**Passage shown:**
Happy Hardy and Heer is a 2020 Bollywood musical romantic drama film directed by Raka, produced by Deepshikha Deshmukh and Sabita Manakchand, starring Himesh Reshammiya in a double role for the first time and Punjabi actress Sonia Mann.

Plot
Happy, a lovable loser, is smitten by his childhood friend Heer. Though she is fond of him, she is yet to express her feelings for him. When she moves to London, Happy follows her there. Though he goes there on the pretext of getting a job, his real goal is to woo Heer. In London, she meets Hardy, who is born and raised there. While Happy comes across as a happy-go-lucky guy, who fails at everything he attempts, Hardy is a successful entrepreneur. Heer falls for the latter, a twist in the tale leads to a situation where she has to choose between her childhood friend and her ideal man.

Cast
 Himesh Reshammiya as Harpreet Singh Lamba aka Happy / Harshvardhan Bhatt aka Hardy (Double Role)
 Sonia Mann as Heer Randhawa
 Naresh Suri as Heer's father
 Manmeet Singh as Happy's maternal uncle
 Deep Mandeep
 Ashwin Dhar as Mr. Kapoor (married to Hardy's mother)

**Given information:**
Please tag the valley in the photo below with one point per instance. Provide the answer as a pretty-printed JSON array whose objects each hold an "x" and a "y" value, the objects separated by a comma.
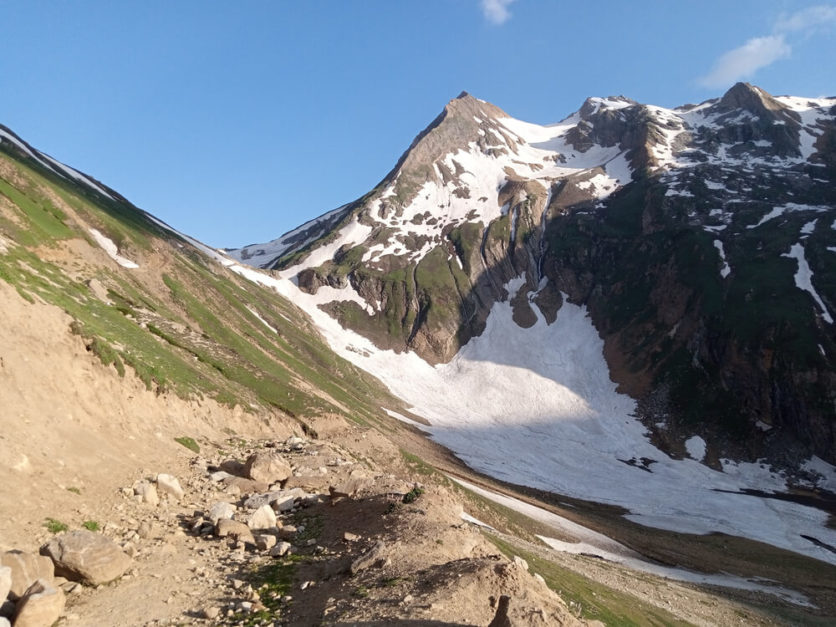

**What this exercise asks:**
(1) Give the Happy Hardy and Heer text again, starting at "Sonia Mann as" and ending at "to Hardy's mother)", and switch "maternal" to "paternal".
(2) Resume the text about the film Happy Hardy and Heer, picking up after its final line.

**Exercise results:**
(1)
Sonia Mann as Heer Randhawa
 Naresh Suri as Heer's father
 Manmeet Singh as Happy's paternal uncle
 Deep Mandeep
 Ashwin Dhar as Mr. Kapoor (married to Hardy's mother)

(2)
 Sejal Shah
 Trupti Khamkar as Latika
 David Shaw as Charles
 Nazzar Abdulla
 Raka as Shampy (cameo appearance)

Production

Filming
The film was shot in places such as Glasgow, Edinburgh and Greenock of Scotland and were filmed from 15 April 2019 to 15 May 2019.

Promotion
The makers of the film took a different approach to promote the film, deciding to organize Happy Hardy Heer concerts in 12 different cities. On 16 November 2019, the first concert was organized in Pune. On 20 November, a concert was organized in Surat followed by Mathura, Vadodara, Jaipur, Kolkata, Mumbai, Ahmedabad, Mehsana, etc.

Release
The film is produced by HR Musik and EYKA Films. On 11 July 2019, Tips Music uploaded the trailer on YouTube while Reshammiya posted the first official poster of the film on Instagram. On 16 July 2019, a musical teaser of the film was released. And finally, the film was released on 31 January 2020.

Soundtrack

The soundtrack was composed by Reshammiya, with lyrics by Vishal Mishra, Kumaar, Shabbir Ahmed, Reshammiya and Aaryan Tiwari. The soundtrack will consist of songs sung by Reshammiya, Arijit Singh, Shreya Ghoshal, Jubin Nautiyal, Harshdeep Kaur, Asees Kaur, Navraj Hans, Anusha Mani, Ranu Mondal and Rituraj Mohanty. The first song of the album "Heeriye" was released on Reshammiya's birthday on 23 July 2019. The song "Teri Meri Kahani" was released on 11 September 2019. Ashiqui Mein Teri 2.0 is the remake of Ashiqui Mein Teri from 36 China Town originally composed and recreated by Reshammiya. For the song "Duggi", Reshammiya collaborated with Shannon K, an American singer-songwriter, daughter of singer Kumar Sanu, who also marked her debut as playback singer in Bollywood.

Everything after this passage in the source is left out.